WHAT IS EXPECTED
Output, with no changes, the span of lines that opens with the line containing "Find each light" and closes with the last line.

INPUT MATERIAL
--- Start ---

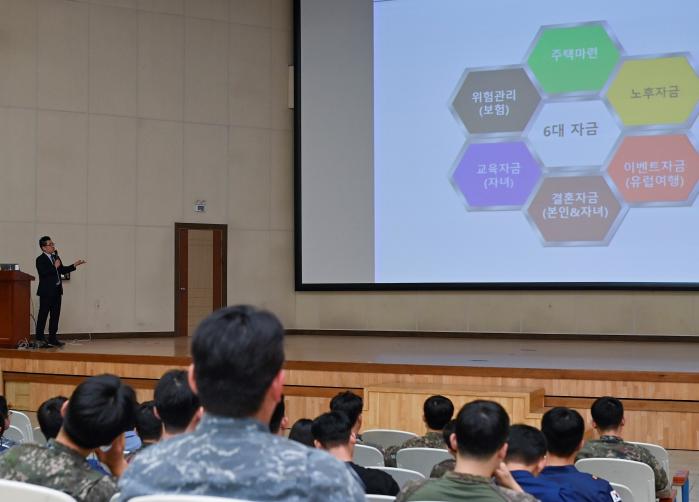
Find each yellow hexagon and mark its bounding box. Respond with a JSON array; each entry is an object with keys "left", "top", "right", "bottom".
[{"left": 607, "top": 56, "right": 699, "bottom": 126}]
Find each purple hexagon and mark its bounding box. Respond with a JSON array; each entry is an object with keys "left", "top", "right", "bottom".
[{"left": 452, "top": 141, "right": 541, "bottom": 209}]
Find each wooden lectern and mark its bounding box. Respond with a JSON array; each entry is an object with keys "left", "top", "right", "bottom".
[{"left": 0, "top": 270, "right": 34, "bottom": 349}]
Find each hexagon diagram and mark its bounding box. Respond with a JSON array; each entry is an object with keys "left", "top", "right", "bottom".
[
  {"left": 527, "top": 176, "right": 623, "bottom": 246},
  {"left": 452, "top": 141, "right": 541, "bottom": 209},
  {"left": 608, "top": 134, "right": 699, "bottom": 206},
  {"left": 607, "top": 56, "right": 699, "bottom": 126},
  {"left": 452, "top": 68, "right": 541, "bottom": 134},
  {"left": 528, "top": 100, "right": 620, "bottom": 168},
  {"left": 527, "top": 23, "right": 620, "bottom": 94}
]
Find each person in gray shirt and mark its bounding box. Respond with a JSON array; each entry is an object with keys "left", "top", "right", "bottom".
[{"left": 119, "top": 306, "right": 364, "bottom": 502}]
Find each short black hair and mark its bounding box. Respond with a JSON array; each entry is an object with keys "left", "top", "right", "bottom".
[
  {"left": 192, "top": 305, "right": 284, "bottom": 418},
  {"left": 153, "top": 370, "right": 199, "bottom": 434},
  {"left": 456, "top": 399, "right": 510, "bottom": 459},
  {"left": 63, "top": 375, "right": 137, "bottom": 449},
  {"left": 541, "top": 406, "right": 585, "bottom": 457},
  {"left": 311, "top": 411, "right": 352, "bottom": 448},
  {"left": 505, "top": 424, "right": 546, "bottom": 465},
  {"left": 289, "top": 418, "right": 313, "bottom": 448},
  {"left": 36, "top": 396, "right": 68, "bottom": 439},
  {"left": 330, "top": 390, "right": 364, "bottom": 426},
  {"left": 591, "top": 396, "right": 624, "bottom": 430},
  {"left": 136, "top": 401, "right": 163, "bottom": 441},
  {"left": 269, "top": 394, "right": 286, "bottom": 434},
  {"left": 422, "top": 396, "right": 454, "bottom": 431}
]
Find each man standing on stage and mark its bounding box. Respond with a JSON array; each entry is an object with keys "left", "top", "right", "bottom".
[{"left": 36, "top": 235, "right": 86, "bottom": 348}]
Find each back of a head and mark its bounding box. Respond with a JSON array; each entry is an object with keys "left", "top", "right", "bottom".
[
  {"left": 153, "top": 370, "right": 199, "bottom": 434},
  {"left": 36, "top": 396, "right": 68, "bottom": 439},
  {"left": 311, "top": 411, "right": 352, "bottom": 449},
  {"left": 505, "top": 424, "right": 546, "bottom": 465},
  {"left": 541, "top": 406, "right": 585, "bottom": 457},
  {"left": 591, "top": 396, "right": 624, "bottom": 430},
  {"left": 422, "top": 396, "right": 454, "bottom": 431},
  {"left": 63, "top": 375, "right": 137, "bottom": 449},
  {"left": 456, "top": 400, "right": 510, "bottom": 460},
  {"left": 289, "top": 418, "right": 313, "bottom": 448},
  {"left": 192, "top": 305, "right": 284, "bottom": 418},
  {"left": 330, "top": 390, "right": 364, "bottom": 425},
  {"left": 136, "top": 401, "right": 163, "bottom": 441}
]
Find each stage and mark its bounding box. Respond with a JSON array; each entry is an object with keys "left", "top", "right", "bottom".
[{"left": 0, "top": 332, "right": 699, "bottom": 450}]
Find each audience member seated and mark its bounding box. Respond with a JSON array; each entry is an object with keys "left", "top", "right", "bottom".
[
  {"left": 269, "top": 395, "right": 289, "bottom": 436},
  {"left": 0, "top": 396, "right": 17, "bottom": 455},
  {"left": 0, "top": 375, "right": 136, "bottom": 502},
  {"left": 311, "top": 411, "right": 399, "bottom": 496},
  {"left": 539, "top": 407, "right": 619, "bottom": 502},
  {"left": 396, "top": 400, "right": 536, "bottom": 502},
  {"left": 119, "top": 306, "right": 365, "bottom": 502},
  {"left": 505, "top": 424, "right": 576, "bottom": 502},
  {"left": 575, "top": 397, "right": 670, "bottom": 497},
  {"left": 384, "top": 396, "right": 454, "bottom": 467},
  {"left": 289, "top": 418, "right": 314, "bottom": 448},
  {"left": 430, "top": 419, "right": 456, "bottom": 478},
  {"left": 153, "top": 370, "right": 202, "bottom": 440}
]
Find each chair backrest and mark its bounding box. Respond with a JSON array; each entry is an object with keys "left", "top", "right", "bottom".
[
  {"left": 362, "top": 429, "right": 418, "bottom": 448},
  {"left": 369, "top": 467, "right": 425, "bottom": 488},
  {"left": 10, "top": 410, "right": 34, "bottom": 443},
  {"left": 0, "top": 479, "right": 75, "bottom": 502},
  {"left": 34, "top": 427, "right": 46, "bottom": 445},
  {"left": 609, "top": 483, "right": 635, "bottom": 502},
  {"left": 575, "top": 458, "right": 655, "bottom": 502},
  {"left": 396, "top": 448, "right": 454, "bottom": 478},
  {"left": 2, "top": 425, "right": 27, "bottom": 443},
  {"left": 352, "top": 444, "right": 386, "bottom": 467}
]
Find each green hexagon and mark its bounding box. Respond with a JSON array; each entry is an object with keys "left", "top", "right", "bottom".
[
  {"left": 527, "top": 24, "right": 619, "bottom": 94},
  {"left": 607, "top": 55, "right": 699, "bottom": 126}
]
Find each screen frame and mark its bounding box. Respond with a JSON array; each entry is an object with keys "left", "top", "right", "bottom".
[{"left": 293, "top": 0, "right": 699, "bottom": 292}]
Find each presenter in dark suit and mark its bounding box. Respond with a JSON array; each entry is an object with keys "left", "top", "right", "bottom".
[{"left": 36, "top": 235, "right": 85, "bottom": 347}]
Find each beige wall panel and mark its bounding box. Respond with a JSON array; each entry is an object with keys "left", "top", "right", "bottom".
[
  {"left": 137, "top": 120, "right": 184, "bottom": 226},
  {"left": 90, "top": 5, "right": 138, "bottom": 117},
  {"left": 86, "top": 225, "right": 136, "bottom": 332},
  {"left": 184, "top": 18, "right": 228, "bottom": 125},
  {"left": 36, "top": 111, "right": 87, "bottom": 223},
  {"left": 228, "top": 24, "right": 272, "bottom": 128},
  {"left": 37, "top": 0, "right": 88, "bottom": 112},
  {"left": 87, "top": 115, "right": 138, "bottom": 225},
  {"left": 138, "top": 12, "right": 184, "bottom": 120},
  {"left": 183, "top": 124, "right": 228, "bottom": 223},
  {"left": 228, "top": 127, "right": 271, "bottom": 230},
  {"left": 134, "top": 227, "right": 175, "bottom": 331},
  {"left": 0, "top": 0, "right": 37, "bottom": 107},
  {"left": 0, "top": 108, "right": 36, "bottom": 223}
]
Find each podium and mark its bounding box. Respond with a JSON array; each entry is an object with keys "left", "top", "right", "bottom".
[{"left": 0, "top": 270, "right": 34, "bottom": 349}]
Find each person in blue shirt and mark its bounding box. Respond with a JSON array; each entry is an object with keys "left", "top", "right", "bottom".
[
  {"left": 505, "top": 424, "right": 577, "bottom": 502},
  {"left": 539, "top": 407, "right": 621, "bottom": 502}
]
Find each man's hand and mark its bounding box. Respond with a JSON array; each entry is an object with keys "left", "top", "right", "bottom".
[{"left": 95, "top": 433, "right": 129, "bottom": 478}]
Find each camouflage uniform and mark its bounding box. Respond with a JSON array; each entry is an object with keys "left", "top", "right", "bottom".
[
  {"left": 0, "top": 439, "right": 116, "bottom": 502},
  {"left": 395, "top": 472, "right": 537, "bottom": 502},
  {"left": 119, "top": 414, "right": 365, "bottom": 502},
  {"left": 383, "top": 432, "right": 447, "bottom": 467},
  {"left": 575, "top": 435, "right": 667, "bottom": 492}
]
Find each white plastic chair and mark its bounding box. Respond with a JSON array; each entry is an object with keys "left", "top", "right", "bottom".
[
  {"left": 609, "top": 483, "right": 635, "bottom": 502},
  {"left": 575, "top": 458, "right": 655, "bottom": 502},
  {"left": 362, "top": 429, "right": 418, "bottom": 448},
  {"left": 369, "top": 467, "right": 425, "bottom": 488},
  {"left": 10, "top": 410, "right": 34, "bottom": 443},
  {"left": 352, "top": 444, "right": 386, "bottom": 467},
  {"left": 396, "top": 448, "right": 454, "bottom": 478},
  {"left": 0, "top": 479, "right": 75, "bottom": 502}
]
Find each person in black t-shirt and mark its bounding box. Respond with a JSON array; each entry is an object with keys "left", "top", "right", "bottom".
[{"left": 311, "top": 411, "right": 400, "bottom": 496}]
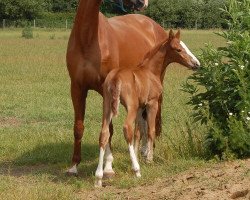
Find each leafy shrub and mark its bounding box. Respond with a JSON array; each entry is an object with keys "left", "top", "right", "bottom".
[
  {"left": 183, "top": 0, "right": 250, "bottom": 158},
  {"left": 22, "top": 26, "right": 33, "bottom": 39}
]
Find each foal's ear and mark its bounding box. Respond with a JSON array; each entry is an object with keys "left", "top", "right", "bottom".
[
  {"left": 168, "top": 29, "right": 174, "bottom": 42},
  {"left": 175, "top": 29, "right": 181, "bottom": 39}
]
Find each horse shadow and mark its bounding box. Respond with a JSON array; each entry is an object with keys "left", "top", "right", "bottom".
[{"left": 0, "top": 142, "right": 99, "bottom": 183}]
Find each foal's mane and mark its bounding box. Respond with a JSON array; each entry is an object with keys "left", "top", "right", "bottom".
[{"left": 138, "top": 37, "right": 169, "bottom": 67}]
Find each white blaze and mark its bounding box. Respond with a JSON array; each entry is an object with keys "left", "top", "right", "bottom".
[
  {"left": 180, "top": 41, "right": 200, "bottom": 66},
  {"left": 144, "top": 0, "right": 148, "bottom": 7}
]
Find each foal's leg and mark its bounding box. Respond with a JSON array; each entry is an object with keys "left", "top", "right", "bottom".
[
  {"left": 95, "top": 123, "right": 110, "bottom": 187},
  {"left": 103, "top": 121, "right": 115, "bottom": 178},
  {"left": 146, "top": 100, "right": 158, "bottom": 162},
  {"left": 67, "top": 83, "right": 88, "bottom": 175},
  {"left": 134, "top": 109, "right": 142, "bottom": 158},
  {"left": 123, "top": 107, "right": 141, "bottom": 177}
]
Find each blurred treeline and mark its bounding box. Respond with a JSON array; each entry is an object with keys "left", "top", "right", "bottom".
[{"left": 0, "top": 0, "right": 227, "bottom": 29}]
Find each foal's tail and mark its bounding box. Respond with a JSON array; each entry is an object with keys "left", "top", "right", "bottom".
[{"left": 109, "top": 79, "right": 122, "bottom": 116}]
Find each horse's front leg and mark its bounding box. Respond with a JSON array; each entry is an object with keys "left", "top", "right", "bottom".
[
  {"left": 67, "top": 83, "right": 88, "bottom": 175},
  {"left": 123, "top": 106, "right": 141, "bottom": 177},
  {"left": 134, "top": 109, "right": 147, "bottom": 158}
]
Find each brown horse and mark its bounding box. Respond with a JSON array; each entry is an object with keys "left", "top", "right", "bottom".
[
  {"left": 95, "top": 30, "right": 200, "bottom": 187},
  {"left": 67, "top": 0, "right": 167, "bottom": 174}
]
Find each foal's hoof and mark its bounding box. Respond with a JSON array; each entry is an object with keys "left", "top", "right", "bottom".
[
  {"left": 135, "top": 171, "right": 141, "bottom": 178},
  {"left": 103, "top": 171, "right": 115, "bottom": 179},
  {"left": 95, "top": 179, "right": 102, "bottom": 188},
  {"left": 65, "top": 171, "right": 78, "bottom": 177}
]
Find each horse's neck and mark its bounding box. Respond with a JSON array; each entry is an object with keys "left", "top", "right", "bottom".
[
  {"left": 74, "top": 0, "right": 101, "bottom": 45},
  {"left": 143, "top": 51, "right": 166, "bottom": 77}
]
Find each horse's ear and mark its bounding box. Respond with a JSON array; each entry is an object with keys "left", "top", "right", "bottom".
[
  {"left": 175, "top": 29, "right": 181, "bottom": 39},
  {"left": 168, "top": 29, "right": 174, "bottom": 42}
]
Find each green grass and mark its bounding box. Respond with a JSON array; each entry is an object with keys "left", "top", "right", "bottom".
[{"left": 0, "top": 29, "right": 223, "bottom": 199}]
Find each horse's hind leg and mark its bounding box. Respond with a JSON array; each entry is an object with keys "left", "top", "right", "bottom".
[
  {"left": 103, "top": 121, "right": 115, "bottom": 178},
  {"left": 95, "top": 114, "right": 113, "bottom": 187},
  {"left": 67, "top": 83, "right": 87, "bottom": 174},
  {"left": 123, "top": 109, "right": 141, "bottom": 177}
]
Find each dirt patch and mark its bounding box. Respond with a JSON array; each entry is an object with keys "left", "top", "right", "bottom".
[
  {"left": 0, "top": 117, "right": 22, "bottom": 128},
  {"left": 79, "top": 159, "right": 250, "bottom": 200}
]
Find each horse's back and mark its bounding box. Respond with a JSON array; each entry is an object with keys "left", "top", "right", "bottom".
[{"left": 108, "top": 14, "right": 167, "bottom": 67}]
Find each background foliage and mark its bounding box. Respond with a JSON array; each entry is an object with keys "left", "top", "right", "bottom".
[
  {"left": 0, "top": 0, "right": 227, "bottom": 28},
  {"left": 184, "top": 0, "right": 250, "bottom": 158}
]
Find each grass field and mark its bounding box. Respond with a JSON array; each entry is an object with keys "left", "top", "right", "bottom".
[{"left": 0, "top": 29, "right": 223, "bottom": 199}]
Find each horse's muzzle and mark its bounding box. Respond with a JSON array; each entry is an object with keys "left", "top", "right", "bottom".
[{"left": 135, "top": 0, "right": 147, "bottom": 10}]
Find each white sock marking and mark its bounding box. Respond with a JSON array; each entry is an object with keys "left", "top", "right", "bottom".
[
  {"left": 67, "top": 165, "right": 78, "bottom": 174},
  {"left": 104, "top": 144, "right": 114, "bottom": 173},
  {"left": 128, "top": 145, "right": 140, "bottom": 172},
  {"left": 95, "top": 148, "right": 105, "bottom": 179},
  {"left": 180, "top": 41, "right": 200, "bottom": 66}
]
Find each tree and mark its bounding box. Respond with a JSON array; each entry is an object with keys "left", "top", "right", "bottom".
[{"left": 0, "top": 0, "right": 45, "bottom": 20}]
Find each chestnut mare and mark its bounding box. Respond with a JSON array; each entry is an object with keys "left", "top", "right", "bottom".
[
  {"left": 95, "top": 30, "right": 200, "bottom": 187},
  {"left": 67, "top": 0, "right": 167, "bottom": 174}
]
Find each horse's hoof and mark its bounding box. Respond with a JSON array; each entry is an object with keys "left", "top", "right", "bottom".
[
  {"left": 103, "top": 171, "right": 115, "bottom": 179},
  {"left": 95, "top": 179, "right": 102, "bottom": 188},
  {"left": 146, "top": 158, "right": 154, "bottom": 164},
  {"left": 135, "top": 170, "right": 141, "bottom": 178}
]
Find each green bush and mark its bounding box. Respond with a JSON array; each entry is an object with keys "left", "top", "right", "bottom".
[
  {"left": 22, "top": 26, "right": 33, "bottom": 39},
  {"left": 183, "top": 0, "right": 250, "bottom": 158}
]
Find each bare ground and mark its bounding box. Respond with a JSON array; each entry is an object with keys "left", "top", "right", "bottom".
[{"left": 79, "top": 159, "right": 250, "bottom": 200}]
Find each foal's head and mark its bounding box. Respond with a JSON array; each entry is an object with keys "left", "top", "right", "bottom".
[{"left": 162, "top": 30, "right": 200, "bottom": 69}]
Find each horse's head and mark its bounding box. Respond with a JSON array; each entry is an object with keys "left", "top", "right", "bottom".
[
  {"left": 114, "top": 0, "right": 148, "bottom": 10},
  {"left": 165, "top": 30, "right": 200, "bottom": 69}
]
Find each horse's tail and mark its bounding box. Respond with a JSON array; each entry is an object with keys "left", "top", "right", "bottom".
[
  {"left": 109, "top": 78, "right": 122, "bottom": 116},
  {"left": 155, "top": 94, "right": 163, "bottom": 137}
]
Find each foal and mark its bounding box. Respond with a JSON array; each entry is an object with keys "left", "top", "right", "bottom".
[{"left": 95, "top": 30, "right": 200, "bottom": 186}]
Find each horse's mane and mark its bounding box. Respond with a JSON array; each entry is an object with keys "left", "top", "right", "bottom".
[{"left": 138, "top": 37, "right": 169, "bottom": 67}]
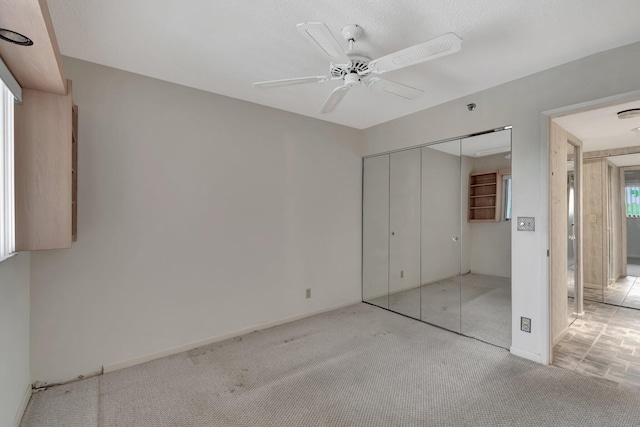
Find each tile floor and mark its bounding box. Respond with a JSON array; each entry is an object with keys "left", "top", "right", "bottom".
[
  {"left": 567, "top": 258, "right": 640, "bottom": 309},
  {"left": 553, "top": 301, "right": 640, "bottom": 393}
]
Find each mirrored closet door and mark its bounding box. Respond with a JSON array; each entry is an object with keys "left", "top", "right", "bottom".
[
  {"left": 421, "top": 140, "right": 465, "bottom": 332},
  {"left": 362, "top": 130, "right": 511, "bottom": 348}
]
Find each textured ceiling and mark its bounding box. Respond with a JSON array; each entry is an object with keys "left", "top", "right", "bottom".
[
  {"left": 48, "top": 0, "right": 640, "bottom": 129},
  {"left": 554, "top": 100, "right": 640, "bottom": 153}
]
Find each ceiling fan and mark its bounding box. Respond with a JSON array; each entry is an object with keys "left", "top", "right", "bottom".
[{"left": 253, "top": 22, "right": 462, "bottom": 114}]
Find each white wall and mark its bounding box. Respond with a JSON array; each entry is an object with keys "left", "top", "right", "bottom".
[
  {"left": 0, "top": 253, "right": 31, "bottom": 426},
  {"left": 31, "top": 58, "right": 362, "bottom": 382},
  {"left": 463, "top": 154, "right": 511, "bottom": 277},
  {"left": 364, "top": 43, "right": 640, "bottom": 361},
  {"left": 627, "top": 218, "right": 640, "bottom": 258}
]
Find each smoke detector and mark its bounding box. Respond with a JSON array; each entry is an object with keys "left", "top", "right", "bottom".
[{"left": 618, "top": 108, "right": 640, "bottom": 119}]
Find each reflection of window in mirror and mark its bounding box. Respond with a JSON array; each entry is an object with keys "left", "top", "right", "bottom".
[
  {"left": 502, "top": 175, "right": 511, "bottom": 221},
  {"left": 625, "top": 183, "right": 640, "bottom": 218}
]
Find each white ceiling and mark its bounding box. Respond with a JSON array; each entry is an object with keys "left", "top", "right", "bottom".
[
  {"left": 607, "top": 153, "right": 640, "bottom": 167},
  {"left": 48, "top": 0, "right": 640, "bottom": 129},
  {"left": 554, "top": 99, "right": 640, "bottom": 152}
]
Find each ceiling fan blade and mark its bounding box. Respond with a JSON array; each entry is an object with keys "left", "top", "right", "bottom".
[
  {"left": 369, "top": 33, "right": 462, "bottom": 74},
  {"left": 367, "top": 77, "right": 424, "bottom": 99},
  {"left": 296, "top": 22, "right": 350, "bottom": 63},
  {"left": 253, "top": 76, "right": 331, "bottom": 89},
  {"left": 320, "top": 85, "right": 351, "bottom": 114}
]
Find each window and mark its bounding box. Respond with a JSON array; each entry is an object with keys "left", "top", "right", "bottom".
[
  {"left": 625, "top": 184, "right": 640, "bottom": 218},
  {"left": 0, "top": 79, "right": 15, "bottom": 261},
  {"left": 502, "top": 175, "right": 511, "bottom": 221}
]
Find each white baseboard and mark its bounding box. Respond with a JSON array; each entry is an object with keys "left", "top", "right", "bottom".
[
  {"left": 509, "top": 346, "right": 545, "bottom": 364},
  {"left": 553, "top": 326, "right": 569, "bottom": 347},
  {"left": 102, "top": 299, "right": 362, "bottom": 374},
  {"left": 13, "top": 384, "right": 31, "bottom": 427}
]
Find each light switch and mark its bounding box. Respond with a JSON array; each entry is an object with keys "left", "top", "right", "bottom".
[{"left": 518, "top": 216, "right": 536, "bottom": 231}]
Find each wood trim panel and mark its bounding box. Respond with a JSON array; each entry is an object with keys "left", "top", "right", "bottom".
[
  {"left": 15, "top": 82, "right": 73, "bottom": 251},
  {"left": 0, "top": 0, "right": 67, "bottom": 95}
]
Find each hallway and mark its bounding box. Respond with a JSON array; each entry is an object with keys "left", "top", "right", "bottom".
[{"left": 553, "top": 300, "right": 640, "bottom": 393}]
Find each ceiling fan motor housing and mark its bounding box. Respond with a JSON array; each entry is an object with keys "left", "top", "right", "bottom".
[
  {"left": 344, "top": 73, "right": 360, "bottom": 86},
  {"left": 331, "top": 55, "right": 371, "bottom": 77}
]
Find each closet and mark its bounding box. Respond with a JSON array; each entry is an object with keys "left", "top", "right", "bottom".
[{"left": 362, "top": 129, "right": 511, "bottom": 347}]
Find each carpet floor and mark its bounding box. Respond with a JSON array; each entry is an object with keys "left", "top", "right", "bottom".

--- End ---

FINAL RESULT
Find each light switch and mark its bounding box. Respond with a JSON array; each entry is an object with keys "left", "top", "right", "bottom".
[{"left": 518, "top": 216, "right": 536, "bottom": 231}]
Find each wood trim panel and mark its bounding box. Respond with a JSON array; each entry is an object with keys "left", "top", "right", "bottom".
[
  {"left": 15, "top": 82, "right": 73, "bottom": 251},
  {"left": 0, "top": 0, "right": 67, "bottom": 95}
]
Find each hallway and mark its bounding box. Respond with a JSON array; each entry is an object with keys "left", "top", "right", "bottom".
[{"left": 553, "top": 300, "right": 640, "bottom": 393}]
Find each ceiling fan motor housing and mark its bounding box. Respond with a JSON array; each entry is an object with keys "left", "top", "right", "bottom".
[
  {"left": 344, "top": 73, "right": 360, "bottom": 86},
  {"left": 331, "top": 55, "right": 371, "bottom": 77}
]
Find each closet and mark its bounding box. Respond with a JSON array; each entry is an object with keys "left", "top", "right", "bottom".
[{"left": 362, "top": 129, "right": 511, "bottom": 347}]
Find each carpet floor and mark its bounding box. Respond with a JSON array; each entry is an object with keys "left", "top", "right", "bottom".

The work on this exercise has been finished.